**Aim of the task:** List every line of the records below that contains the word "white". Case counts.
= = =
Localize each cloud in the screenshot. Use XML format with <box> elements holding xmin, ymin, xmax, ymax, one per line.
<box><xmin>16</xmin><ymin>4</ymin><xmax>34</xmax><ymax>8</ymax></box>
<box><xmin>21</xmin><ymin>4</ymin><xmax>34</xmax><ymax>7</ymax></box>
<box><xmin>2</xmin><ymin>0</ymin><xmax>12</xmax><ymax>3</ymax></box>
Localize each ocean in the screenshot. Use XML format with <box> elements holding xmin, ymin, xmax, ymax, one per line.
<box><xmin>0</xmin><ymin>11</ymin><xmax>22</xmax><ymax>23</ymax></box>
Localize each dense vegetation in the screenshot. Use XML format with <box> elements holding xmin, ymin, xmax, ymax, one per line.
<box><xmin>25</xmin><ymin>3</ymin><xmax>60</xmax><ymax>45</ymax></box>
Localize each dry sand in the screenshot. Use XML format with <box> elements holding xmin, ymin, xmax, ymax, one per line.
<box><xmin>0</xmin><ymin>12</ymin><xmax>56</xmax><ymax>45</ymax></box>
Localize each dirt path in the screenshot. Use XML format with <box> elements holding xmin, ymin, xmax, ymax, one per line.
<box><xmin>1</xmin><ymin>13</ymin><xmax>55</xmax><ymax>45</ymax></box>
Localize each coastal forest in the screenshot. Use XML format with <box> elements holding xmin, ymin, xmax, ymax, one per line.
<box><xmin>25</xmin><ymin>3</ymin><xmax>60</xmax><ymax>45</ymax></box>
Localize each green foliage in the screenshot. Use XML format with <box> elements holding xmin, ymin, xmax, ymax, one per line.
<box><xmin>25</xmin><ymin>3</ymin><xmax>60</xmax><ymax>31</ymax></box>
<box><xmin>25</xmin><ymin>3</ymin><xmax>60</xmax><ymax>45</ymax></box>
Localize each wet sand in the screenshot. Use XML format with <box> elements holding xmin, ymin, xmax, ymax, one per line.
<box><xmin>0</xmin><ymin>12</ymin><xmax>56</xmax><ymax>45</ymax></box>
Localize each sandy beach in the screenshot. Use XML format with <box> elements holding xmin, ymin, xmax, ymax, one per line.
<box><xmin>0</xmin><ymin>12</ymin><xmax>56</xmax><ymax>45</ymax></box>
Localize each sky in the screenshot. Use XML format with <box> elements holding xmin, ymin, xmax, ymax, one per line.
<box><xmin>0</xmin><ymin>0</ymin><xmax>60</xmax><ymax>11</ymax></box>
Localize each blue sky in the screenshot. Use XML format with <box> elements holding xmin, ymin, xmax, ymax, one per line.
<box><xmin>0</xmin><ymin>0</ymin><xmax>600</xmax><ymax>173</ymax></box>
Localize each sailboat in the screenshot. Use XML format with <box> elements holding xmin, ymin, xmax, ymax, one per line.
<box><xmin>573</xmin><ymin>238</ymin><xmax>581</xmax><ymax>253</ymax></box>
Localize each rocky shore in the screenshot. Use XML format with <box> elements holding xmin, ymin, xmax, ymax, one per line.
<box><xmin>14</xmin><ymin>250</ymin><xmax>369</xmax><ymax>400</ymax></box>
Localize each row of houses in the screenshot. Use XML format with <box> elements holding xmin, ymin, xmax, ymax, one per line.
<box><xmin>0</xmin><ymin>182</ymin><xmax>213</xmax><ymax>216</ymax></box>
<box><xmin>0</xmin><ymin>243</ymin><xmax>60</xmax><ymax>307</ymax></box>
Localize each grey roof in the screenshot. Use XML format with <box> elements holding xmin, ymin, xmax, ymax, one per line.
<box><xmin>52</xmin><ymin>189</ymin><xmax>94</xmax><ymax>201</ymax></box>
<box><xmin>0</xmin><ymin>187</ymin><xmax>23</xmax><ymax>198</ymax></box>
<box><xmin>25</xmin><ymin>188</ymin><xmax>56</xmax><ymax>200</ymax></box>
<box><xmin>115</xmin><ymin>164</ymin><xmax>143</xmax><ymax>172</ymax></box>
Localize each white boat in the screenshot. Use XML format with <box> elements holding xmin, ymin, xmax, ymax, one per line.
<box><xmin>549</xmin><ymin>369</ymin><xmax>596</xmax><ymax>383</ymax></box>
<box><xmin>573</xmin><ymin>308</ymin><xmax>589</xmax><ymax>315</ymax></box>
= = =
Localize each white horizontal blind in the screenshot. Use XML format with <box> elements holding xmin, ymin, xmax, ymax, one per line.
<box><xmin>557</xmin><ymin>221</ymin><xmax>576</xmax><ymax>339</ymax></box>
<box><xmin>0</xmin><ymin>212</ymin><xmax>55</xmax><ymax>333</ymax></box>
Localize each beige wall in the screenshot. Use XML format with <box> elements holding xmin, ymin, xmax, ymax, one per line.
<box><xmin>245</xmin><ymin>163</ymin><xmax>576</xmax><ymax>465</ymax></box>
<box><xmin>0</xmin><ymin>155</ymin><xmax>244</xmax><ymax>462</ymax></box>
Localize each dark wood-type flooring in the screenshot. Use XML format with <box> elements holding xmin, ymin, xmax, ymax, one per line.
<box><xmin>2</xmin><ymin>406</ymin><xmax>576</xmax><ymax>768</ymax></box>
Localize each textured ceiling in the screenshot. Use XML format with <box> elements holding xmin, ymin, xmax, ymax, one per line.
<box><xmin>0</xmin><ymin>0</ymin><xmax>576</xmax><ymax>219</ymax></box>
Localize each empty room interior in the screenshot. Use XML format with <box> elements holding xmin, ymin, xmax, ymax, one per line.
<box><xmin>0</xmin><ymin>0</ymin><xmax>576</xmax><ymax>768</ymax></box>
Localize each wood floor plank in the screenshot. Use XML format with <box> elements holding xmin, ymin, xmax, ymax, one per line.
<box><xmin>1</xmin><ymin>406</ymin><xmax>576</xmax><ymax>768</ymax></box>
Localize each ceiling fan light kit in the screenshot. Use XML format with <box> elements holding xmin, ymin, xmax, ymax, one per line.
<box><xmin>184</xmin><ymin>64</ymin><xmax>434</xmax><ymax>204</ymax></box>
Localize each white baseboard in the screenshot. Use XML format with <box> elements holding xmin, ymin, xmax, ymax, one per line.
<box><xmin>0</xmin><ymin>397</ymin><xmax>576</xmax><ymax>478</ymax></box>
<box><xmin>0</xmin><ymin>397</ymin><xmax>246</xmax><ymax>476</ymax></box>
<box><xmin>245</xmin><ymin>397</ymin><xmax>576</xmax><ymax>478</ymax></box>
= = =
**Exercise solution:**
Localize each white boat in the screenshot. Use XML format with <box> elements holding xmin, ymin, xmax, ymax, one per line.
Localize each white horizontal blind in the screenshot. Use XML format with <box> elements holding xmin, ymin, xmax, ymax, one per line.
Localize each white baseboard in the screenshot. Use XML format with <box> elements holding xmin, ymin, xmax, ymax, one per line.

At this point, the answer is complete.